__Text segment__.
[Start of section]

Highlights

In 2021 FMO received a further payment of EUR 10 million under the grant commitment signed in 2020 to top-up the Access to Energy Fund (AEF). While 2021 was still a difficult year for many AEF customers, due to COVID-19, the overall AEF portfolio was performing well. 

AEF financed a mini-grid company, Winch, in Sierra Leone and Uganda. Mini-grids can help improve rural livelihoods, increase economic activities, create jobs, and add value to local products and services. They improve quality of life at the household level and can support the growth of local businesses. Despite the benefits, renewable mini-grids in rural areas still require grants and subsidies to be viable. The costs of supplying electricity to remote rural communities are many times higher than those in urban centers, partly because the high fixed costs of maintaining the grid are spread over a relatively small customer base. In addition, the ability of rural customers to pay for electricity is often lower.

The Energy Access Relief Fund (‘EARF”) is a newly created debt fund, to provide Covid19 relief funding to off-grid energy companies: Solar Home Systems, clean cooking, and mini-grids. The Access to Energy Fund (“AEF”) provided USD 5 million to offer liquidity to support the companies to continue providing clean energy and help stabilize the sector by providing security for local clean energy jobs.

After a first investment in 2020, AEF financed another two solar projects in Burkina Faso in 2021. Burkina Faso is one of the poorest countries on place 182 of the Human Development Index Report 2020. Only 19% of the population has access to electricity (60% of the urban versus 3% of the rural population). Currently, over 80% of the country’s electricity is non-renewable and the fuel for thermal power plants needs to be imported. To become more self-dependent, use the abundant solar irradiation, and benefit from the low cost of solar power, 6 concessions were granted by the Burkina Faso government in 2018.

[End of section]

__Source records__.
[Start of section]

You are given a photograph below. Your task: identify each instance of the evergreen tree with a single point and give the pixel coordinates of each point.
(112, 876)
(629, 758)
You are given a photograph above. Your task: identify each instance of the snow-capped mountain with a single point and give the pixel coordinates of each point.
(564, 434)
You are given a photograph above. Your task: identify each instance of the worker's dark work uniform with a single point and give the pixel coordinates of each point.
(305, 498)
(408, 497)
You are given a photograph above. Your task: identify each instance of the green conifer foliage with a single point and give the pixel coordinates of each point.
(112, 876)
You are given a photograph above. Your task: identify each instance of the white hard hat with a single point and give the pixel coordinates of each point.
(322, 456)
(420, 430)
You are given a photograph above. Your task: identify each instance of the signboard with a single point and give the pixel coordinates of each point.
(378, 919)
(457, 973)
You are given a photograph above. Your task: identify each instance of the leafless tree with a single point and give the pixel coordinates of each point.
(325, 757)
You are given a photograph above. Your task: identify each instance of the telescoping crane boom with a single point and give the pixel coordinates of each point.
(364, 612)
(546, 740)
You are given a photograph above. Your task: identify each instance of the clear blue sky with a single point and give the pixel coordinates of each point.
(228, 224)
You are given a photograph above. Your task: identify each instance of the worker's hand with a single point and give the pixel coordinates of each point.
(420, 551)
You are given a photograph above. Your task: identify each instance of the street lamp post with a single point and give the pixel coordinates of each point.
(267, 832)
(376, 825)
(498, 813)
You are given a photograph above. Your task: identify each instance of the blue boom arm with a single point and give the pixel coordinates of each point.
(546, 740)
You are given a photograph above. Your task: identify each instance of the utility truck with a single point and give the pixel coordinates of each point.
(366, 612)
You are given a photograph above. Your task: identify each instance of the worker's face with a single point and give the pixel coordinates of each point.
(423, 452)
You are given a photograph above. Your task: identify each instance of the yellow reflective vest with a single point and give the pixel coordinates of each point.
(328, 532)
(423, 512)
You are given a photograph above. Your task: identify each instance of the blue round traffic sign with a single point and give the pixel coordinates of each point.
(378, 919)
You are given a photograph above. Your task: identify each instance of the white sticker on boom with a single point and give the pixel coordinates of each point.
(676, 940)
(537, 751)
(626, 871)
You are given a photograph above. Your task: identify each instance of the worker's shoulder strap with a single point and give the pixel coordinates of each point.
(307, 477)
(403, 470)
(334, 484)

[End of section]

__Work order 1__.
Answer these questions from the Access to Energy Fund highlights:
(a) How much did FMO receive in 2021 under the grant commitment signed in 2020?
(b) How much did AEF provide to the Energy Access Relief Fund?
(c) What percentage of Burkina Faso's population has access to electricity?
__Work order 2__. Translate this sentence from the Access to Energy Fund highlights into Spanish: "They improve quality of life at the household level and can support the growth of local businesses."
__Work order 3__. Retype the passage of the Access to Energy Fund highlights starting at "AEF financed a mini-grid" and ending at "is often lower.".

__Expected answer 1__.
(a) EUR 10 million
(b) USD 5 million
(c) 19%

__Expected answer 2__. Mejoran la calidad de vida a nivel de los hogares y pueden apoyar el crecimiento de las empresas locales.

__Expected answer 3__.
AEF financed a mini-grid company, Winch, in Sierra Leone and Uganda. Mini-grids can help improve rural livelihoods, increase economic activities, create jobs, and add value to local products and services. They improve quality of life at the household level and can support the growth of local businesses. Despite the benefits, renewable mini-grids in rural areas still require grants and subsidies to be viable. The costs of supplying electricity to remote rural communities are many times higher than those in urban centers, partly because the high fixed costs of maintaining the grid are spread over a relatively small customer base. In addition, the ability of rural customers to pay for electricity is often lower.